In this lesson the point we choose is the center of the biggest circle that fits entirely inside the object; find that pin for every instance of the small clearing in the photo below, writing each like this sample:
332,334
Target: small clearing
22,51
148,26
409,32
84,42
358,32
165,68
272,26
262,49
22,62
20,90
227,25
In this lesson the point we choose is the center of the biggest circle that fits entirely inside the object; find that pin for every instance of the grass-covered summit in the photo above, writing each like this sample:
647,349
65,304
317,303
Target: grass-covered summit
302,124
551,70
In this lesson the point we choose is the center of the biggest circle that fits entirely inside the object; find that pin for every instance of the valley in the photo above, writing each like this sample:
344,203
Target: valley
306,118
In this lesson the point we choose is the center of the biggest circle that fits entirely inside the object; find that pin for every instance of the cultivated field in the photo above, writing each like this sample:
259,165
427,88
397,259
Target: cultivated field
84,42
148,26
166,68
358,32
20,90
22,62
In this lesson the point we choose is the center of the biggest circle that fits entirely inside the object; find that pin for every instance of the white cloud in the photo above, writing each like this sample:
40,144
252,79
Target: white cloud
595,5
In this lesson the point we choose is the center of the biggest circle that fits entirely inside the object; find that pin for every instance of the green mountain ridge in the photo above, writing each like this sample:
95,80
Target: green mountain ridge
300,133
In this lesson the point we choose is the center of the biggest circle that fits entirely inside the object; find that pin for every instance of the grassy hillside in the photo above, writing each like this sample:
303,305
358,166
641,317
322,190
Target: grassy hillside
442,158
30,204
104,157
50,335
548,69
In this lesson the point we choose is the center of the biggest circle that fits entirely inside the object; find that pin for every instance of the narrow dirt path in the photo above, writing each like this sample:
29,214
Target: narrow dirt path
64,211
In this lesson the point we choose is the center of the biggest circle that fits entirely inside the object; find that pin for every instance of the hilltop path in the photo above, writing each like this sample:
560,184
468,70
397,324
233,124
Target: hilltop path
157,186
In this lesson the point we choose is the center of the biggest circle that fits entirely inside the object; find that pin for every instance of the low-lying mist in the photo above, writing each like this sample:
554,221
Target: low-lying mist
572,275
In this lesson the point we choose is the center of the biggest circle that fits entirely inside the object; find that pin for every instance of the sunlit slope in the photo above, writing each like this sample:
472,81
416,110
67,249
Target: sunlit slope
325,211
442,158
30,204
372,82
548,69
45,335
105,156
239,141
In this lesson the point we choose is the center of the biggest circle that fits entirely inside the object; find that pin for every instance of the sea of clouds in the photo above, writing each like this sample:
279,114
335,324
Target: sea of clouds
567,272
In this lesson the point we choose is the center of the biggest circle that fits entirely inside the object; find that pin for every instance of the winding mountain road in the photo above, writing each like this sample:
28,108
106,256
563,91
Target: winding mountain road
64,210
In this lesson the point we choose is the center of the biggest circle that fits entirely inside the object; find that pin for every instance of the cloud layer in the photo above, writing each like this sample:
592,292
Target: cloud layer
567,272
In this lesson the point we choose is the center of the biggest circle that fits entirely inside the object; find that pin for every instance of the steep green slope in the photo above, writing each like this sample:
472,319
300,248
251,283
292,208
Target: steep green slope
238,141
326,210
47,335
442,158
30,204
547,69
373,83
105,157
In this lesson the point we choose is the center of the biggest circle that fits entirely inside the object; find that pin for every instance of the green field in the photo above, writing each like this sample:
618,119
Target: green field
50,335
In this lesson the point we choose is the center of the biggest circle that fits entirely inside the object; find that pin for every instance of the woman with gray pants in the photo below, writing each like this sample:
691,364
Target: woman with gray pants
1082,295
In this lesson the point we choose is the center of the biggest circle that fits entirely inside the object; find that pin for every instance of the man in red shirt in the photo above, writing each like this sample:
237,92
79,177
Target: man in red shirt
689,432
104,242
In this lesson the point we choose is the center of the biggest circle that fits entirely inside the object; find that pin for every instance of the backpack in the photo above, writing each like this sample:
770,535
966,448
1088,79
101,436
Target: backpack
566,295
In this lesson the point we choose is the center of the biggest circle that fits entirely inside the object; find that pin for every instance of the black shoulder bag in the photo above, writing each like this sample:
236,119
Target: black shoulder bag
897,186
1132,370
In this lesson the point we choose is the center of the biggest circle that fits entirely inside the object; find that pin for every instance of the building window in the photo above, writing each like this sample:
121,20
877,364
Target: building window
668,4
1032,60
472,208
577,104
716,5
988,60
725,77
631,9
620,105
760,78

• WHAT THE TASK ASKS
What lines above contain "below"? Copy them out.

• EXERCISE OUTPUT
In this lesson the point we choose is the center of the biggest circle that fits entirely inside the object; find that pin for every instance of the small clearing in the photo below, writing each like this sample:
In this lesson the point we choose is the center of the biggest circle that fits entirely inside the object; find that pin for every instance of the woman with gray pants in the photo below, writing each like this sample:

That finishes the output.